> [Task prompt]: Copy out the entries word for word, starting at the line containing "Category: the teal toy packaging" and ending at the line containing "pixel 592 7", both of those lines included.

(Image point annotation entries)
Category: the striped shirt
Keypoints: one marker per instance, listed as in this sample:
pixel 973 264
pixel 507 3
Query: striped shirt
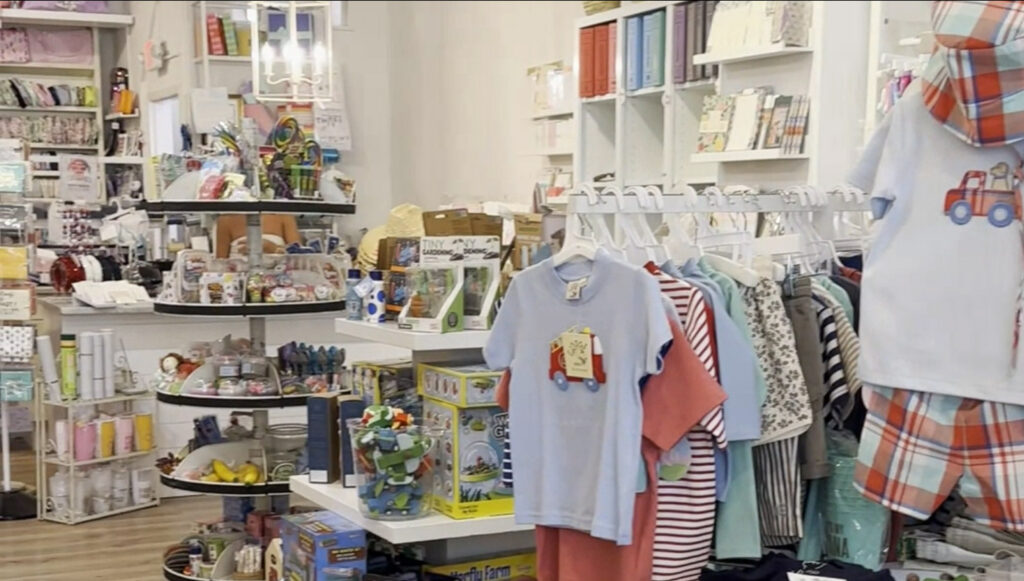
pixel 686 507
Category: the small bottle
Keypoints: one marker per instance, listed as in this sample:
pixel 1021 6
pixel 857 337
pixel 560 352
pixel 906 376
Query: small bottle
pixel 353 302
pixel 373 303
pixel 69 368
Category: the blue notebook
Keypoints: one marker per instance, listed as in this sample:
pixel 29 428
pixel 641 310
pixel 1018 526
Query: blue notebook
pixel 634 53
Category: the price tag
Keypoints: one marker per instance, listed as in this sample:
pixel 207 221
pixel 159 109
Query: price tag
pixel 808 577
pixel 15 304
pixel 577 348
pixel 365 287
pixel 573 290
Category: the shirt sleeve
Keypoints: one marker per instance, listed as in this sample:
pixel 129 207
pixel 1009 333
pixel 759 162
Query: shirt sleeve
pixel 500 349
pixel 678 399
pixel 658 333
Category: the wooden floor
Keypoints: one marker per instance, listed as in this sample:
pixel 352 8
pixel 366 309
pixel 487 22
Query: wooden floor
pixel 127 547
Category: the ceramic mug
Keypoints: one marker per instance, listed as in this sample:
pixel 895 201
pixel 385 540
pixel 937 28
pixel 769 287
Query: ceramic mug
pixel 124 434
pixel 85 442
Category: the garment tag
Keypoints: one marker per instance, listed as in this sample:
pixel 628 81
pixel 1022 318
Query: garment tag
pixel 807 577
pixel 578 351
pixel 365 287
pixel 573 290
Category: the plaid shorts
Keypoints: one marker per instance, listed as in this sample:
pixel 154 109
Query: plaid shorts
pixel 916 446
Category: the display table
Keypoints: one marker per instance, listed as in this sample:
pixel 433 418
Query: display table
pixel 446 540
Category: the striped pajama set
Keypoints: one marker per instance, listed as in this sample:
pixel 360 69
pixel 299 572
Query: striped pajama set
pixel 686 507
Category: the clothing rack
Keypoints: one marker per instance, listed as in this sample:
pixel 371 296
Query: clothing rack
pixel 610 200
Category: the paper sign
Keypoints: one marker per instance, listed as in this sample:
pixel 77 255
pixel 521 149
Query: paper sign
pixel 573 290
pixel 577 350
pixel 331 124
pixel 79 177
pixel 15 304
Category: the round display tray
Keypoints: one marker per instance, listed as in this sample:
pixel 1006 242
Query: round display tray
pixel 252 402
pixel 225 489
pixel 260 207
pixel 254 309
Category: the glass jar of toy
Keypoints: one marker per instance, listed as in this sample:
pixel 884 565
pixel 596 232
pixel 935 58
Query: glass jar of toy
pixel 394 465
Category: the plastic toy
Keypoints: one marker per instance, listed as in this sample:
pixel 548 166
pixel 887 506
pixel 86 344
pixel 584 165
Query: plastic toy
pixel 392 455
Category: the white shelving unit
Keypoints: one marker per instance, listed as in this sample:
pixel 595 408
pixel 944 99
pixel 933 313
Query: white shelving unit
pixel 456 538
pixel 648 136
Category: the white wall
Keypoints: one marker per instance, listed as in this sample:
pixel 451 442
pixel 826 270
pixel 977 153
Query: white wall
pixel 462 101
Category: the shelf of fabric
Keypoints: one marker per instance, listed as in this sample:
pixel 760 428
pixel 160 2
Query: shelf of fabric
pixel 344 501
pixel 253 309
pixel 46 70
pixel 390 334
pixel 13 16
pixel 249 402
pixel 57 462
pixel 69 147
pixel 225 489
pixel 80 520
pixel 748 54
pixel 54 109
pixel 258 207
pixel 101 401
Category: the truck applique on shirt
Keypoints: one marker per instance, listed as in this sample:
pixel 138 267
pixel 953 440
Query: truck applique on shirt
pixel 999 200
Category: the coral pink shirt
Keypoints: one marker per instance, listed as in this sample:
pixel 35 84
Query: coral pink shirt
pixel 674 402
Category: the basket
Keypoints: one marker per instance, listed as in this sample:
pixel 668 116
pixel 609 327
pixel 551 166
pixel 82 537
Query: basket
pixel 591 7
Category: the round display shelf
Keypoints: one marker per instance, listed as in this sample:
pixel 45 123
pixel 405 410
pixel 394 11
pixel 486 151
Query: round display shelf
pixel 251 309
pixel 251 402
pixel 225 489
pixel 259 207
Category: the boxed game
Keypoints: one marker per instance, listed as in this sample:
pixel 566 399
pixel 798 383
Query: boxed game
pixel 435 287
pixel 510 568
pixel 468 483
pixel 481 268
pixel 466 385
pixel 313 541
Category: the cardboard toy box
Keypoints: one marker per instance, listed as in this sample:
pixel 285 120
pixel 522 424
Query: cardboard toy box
pixel 510 568
pixel 468 483
pixel 313 541
pixel 467 385
pixel 386 382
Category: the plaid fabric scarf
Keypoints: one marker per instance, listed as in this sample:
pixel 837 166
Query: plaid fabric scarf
pixel 974 83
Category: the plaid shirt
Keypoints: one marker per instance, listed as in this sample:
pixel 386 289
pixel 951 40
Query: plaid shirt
pixel 974 83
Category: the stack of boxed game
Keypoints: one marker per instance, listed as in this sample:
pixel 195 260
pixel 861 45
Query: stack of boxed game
pixel 461 400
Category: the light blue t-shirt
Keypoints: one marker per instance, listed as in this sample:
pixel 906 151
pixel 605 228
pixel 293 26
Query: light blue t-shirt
pixel 577 447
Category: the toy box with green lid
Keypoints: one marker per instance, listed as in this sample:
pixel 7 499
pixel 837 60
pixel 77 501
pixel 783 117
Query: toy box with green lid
pixel 313 542
pixel 464 385
pixel 435 287
pixel 468 480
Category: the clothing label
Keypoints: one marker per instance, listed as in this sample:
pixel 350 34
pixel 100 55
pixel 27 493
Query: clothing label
pixel 365 287
pixel 807 577
pixel 574 289
pixel 578 351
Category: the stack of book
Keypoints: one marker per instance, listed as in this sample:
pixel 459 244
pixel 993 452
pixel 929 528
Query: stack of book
pixel 597 60
pixel 225 37
pixel 690 25
pixel 755 119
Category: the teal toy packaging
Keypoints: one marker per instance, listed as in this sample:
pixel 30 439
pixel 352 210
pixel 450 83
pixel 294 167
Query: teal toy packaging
pixel 468 481
pixel 314 541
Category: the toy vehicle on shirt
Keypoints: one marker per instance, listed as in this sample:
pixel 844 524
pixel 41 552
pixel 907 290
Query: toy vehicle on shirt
pixel 556 369
pixel 973 199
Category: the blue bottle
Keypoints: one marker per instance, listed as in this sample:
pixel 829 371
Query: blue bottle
pixel 353 302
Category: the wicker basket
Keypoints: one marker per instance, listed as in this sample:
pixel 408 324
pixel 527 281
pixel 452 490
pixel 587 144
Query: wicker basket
pixel 592 7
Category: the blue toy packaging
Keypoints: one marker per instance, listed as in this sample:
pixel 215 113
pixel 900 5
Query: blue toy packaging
pixel 313 541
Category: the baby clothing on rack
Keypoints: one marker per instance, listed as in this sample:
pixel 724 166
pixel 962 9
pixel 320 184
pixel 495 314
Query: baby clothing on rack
pixel 620 307
pixel 916 446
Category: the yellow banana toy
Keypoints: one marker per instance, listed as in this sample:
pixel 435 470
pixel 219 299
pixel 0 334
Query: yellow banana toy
pixel 223 472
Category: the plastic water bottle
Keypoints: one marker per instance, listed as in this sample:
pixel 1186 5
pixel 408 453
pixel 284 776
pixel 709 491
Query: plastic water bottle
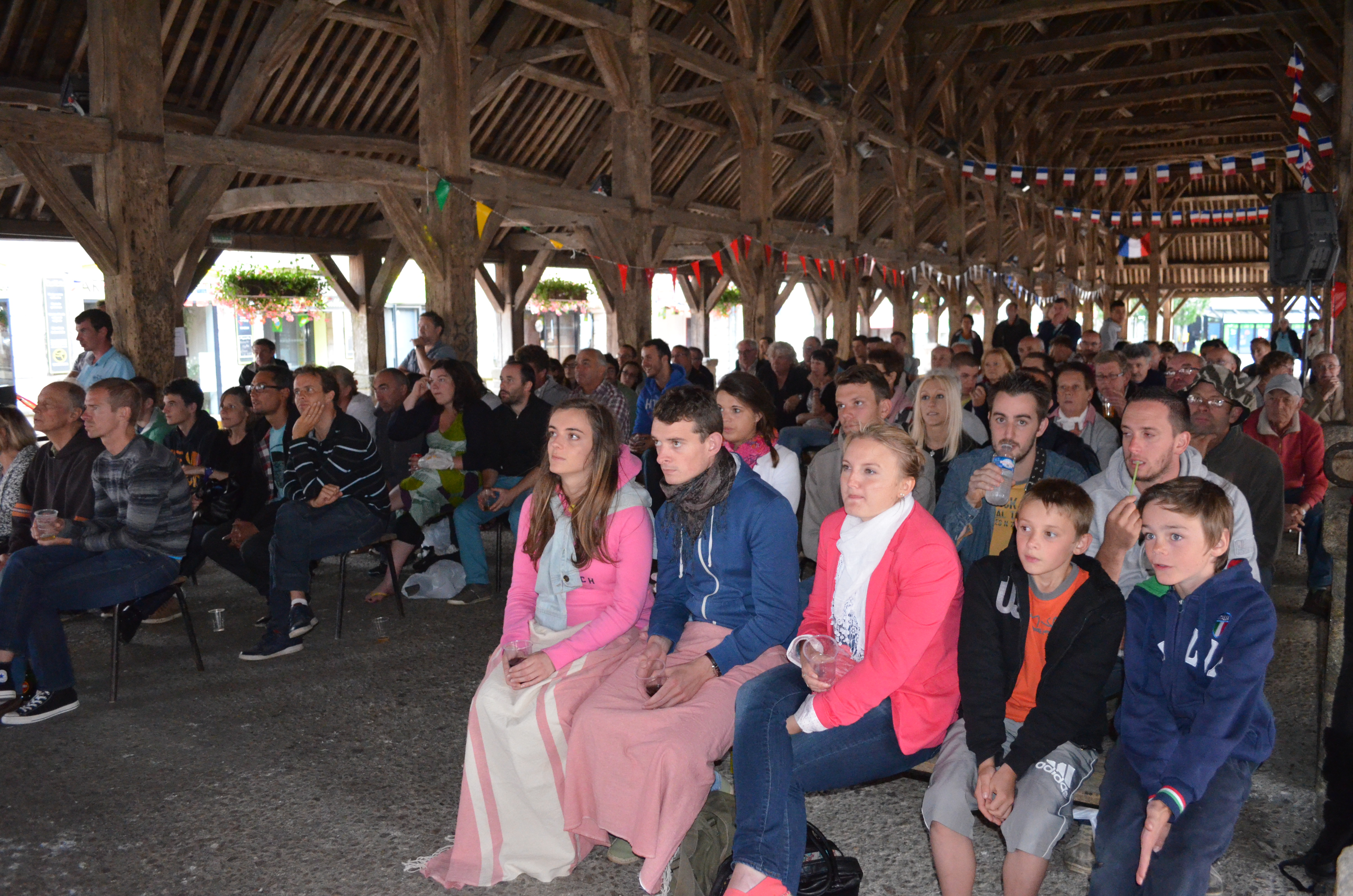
pixel 1000 496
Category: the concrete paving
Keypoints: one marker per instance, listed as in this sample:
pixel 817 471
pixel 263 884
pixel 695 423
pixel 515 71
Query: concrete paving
pixel 320 775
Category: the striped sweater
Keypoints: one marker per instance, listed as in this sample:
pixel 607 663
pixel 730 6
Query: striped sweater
pixel 347 458
pixel 141 501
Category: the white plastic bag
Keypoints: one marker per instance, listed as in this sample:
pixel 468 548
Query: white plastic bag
pixel 443 581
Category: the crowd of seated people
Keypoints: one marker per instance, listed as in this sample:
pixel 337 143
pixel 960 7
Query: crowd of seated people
pixel 854 559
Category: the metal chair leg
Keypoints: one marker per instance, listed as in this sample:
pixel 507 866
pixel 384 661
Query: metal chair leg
pixel 117 645
pixel 343 593
pixel 187 625
pixel 386 550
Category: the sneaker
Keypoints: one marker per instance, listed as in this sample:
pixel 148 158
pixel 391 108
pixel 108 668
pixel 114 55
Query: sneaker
pixel 168 612
pixel 274 645
pixel 1079 856
pixel 129 620
pixel 473 595
pixel 302 620
pixel 43 706
pixel 620 853
pixel 1318 603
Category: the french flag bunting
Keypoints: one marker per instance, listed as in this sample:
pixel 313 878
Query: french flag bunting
pixel 1294 64
pixel 1134 247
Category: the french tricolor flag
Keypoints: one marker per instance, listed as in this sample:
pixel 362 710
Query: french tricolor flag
pixel 1294 64
pixel 1134 247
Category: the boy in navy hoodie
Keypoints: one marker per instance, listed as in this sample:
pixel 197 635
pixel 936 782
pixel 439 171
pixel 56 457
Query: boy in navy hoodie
pixel 1194 723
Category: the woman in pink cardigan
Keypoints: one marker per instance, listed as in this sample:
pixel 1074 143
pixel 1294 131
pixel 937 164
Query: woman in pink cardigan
pixel 580 597
pixel 890 592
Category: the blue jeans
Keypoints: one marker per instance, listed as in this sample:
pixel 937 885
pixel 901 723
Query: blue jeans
pixel 800 439
pixel 1320 565
pixel 775 771
pixel 302 534
pixel 1198 838
pixel 470 516
pixel 43 581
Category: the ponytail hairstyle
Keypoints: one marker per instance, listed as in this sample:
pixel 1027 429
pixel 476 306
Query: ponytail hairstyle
pixel 592 514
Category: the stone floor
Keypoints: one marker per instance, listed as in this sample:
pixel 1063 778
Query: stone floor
pixel 323 773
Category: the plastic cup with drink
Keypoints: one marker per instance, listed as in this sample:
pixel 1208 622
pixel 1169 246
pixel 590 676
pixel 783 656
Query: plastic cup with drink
pixel 1000 496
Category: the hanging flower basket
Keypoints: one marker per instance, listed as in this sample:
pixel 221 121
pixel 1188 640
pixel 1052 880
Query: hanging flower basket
pixel 558 297
pixel 271 293
pixel 730 300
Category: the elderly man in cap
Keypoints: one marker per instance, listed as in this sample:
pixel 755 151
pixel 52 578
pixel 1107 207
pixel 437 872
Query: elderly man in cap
pixel 1299 443
pixel 1218 404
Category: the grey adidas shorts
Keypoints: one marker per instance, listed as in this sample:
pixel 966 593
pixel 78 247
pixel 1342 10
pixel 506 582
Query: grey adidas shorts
pixel 1042 798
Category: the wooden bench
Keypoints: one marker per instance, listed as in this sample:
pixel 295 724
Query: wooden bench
pixel 1086 795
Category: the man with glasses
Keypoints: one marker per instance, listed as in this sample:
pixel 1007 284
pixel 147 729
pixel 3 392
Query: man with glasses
pixel 1182 371
pixel 1218 405
pixel 1111 382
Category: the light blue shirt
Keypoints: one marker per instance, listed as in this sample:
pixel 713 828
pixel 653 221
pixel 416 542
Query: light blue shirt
pixel 113 365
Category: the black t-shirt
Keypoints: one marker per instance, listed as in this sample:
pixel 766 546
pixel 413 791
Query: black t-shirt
pixel 508 442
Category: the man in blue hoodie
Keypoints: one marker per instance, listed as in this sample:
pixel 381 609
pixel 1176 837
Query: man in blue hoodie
pixel 661 377
pixel 1194 723
pixel 726 607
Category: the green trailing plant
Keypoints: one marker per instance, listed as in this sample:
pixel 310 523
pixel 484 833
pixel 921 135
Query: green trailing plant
pixel 558 297
pixel 271 293
pixel 730 300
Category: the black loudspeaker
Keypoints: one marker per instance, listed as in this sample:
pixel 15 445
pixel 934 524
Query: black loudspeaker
pixel 1304 239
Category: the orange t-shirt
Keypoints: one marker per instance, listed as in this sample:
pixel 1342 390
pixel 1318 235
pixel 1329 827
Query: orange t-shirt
pixel 1042 615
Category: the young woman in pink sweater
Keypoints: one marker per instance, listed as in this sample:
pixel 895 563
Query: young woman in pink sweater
pixel 580 597
pixel 890 591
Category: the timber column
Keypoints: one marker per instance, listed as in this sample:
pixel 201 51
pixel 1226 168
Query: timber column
pixel 130 187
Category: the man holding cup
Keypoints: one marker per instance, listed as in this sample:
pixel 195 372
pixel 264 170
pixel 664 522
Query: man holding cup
pixel 130 549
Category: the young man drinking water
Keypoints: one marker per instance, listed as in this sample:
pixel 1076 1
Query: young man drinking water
pixel 142 516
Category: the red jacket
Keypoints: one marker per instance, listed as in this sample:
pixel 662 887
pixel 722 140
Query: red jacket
pixel 1302 451
pixel 911 633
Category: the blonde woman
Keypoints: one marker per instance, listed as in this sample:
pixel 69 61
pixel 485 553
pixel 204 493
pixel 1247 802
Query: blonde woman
pixel 18 446
pixel 938 421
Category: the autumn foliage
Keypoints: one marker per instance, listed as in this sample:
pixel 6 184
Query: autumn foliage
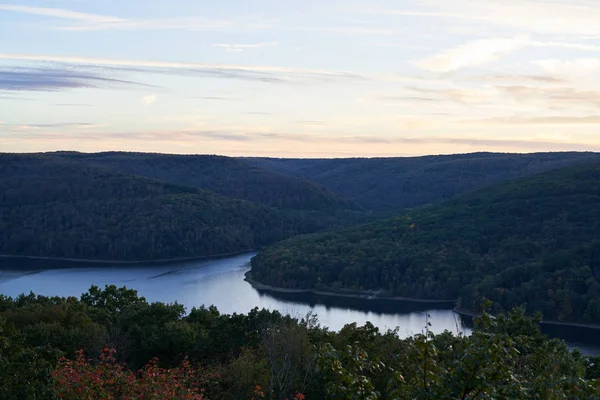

> [Task response]:
Category: the teal toy packaging
Keypoints: one marker per instance, listed as in this sample:
pixel 30 439
pixel 352 210
pixel 450 83
pixel 294 167
Query: teal toy packaging
pixel 468 481
pixel 314 541
Category: the toy vehicle on shirt
Keypoints: one marker per instance, listed as in this sample:
pixel 844 524
pixel 41 552
pixel 907 290
Query: toy vehicle on shirt
pixel 556 369
pixel 973 199
Category: the blue bottle
Keypoints: one marker per instance, listed as in this sample:
pixel 829 371
Query: blue bottle
pixel 353 302
Category: the wicker basket
Keypoints: one marker per instance, listed as in this sample:
pixel 408 324
pixel 527 281
pixel 452 490
pixel 587 144
Query: wicker basket
pixel 592 7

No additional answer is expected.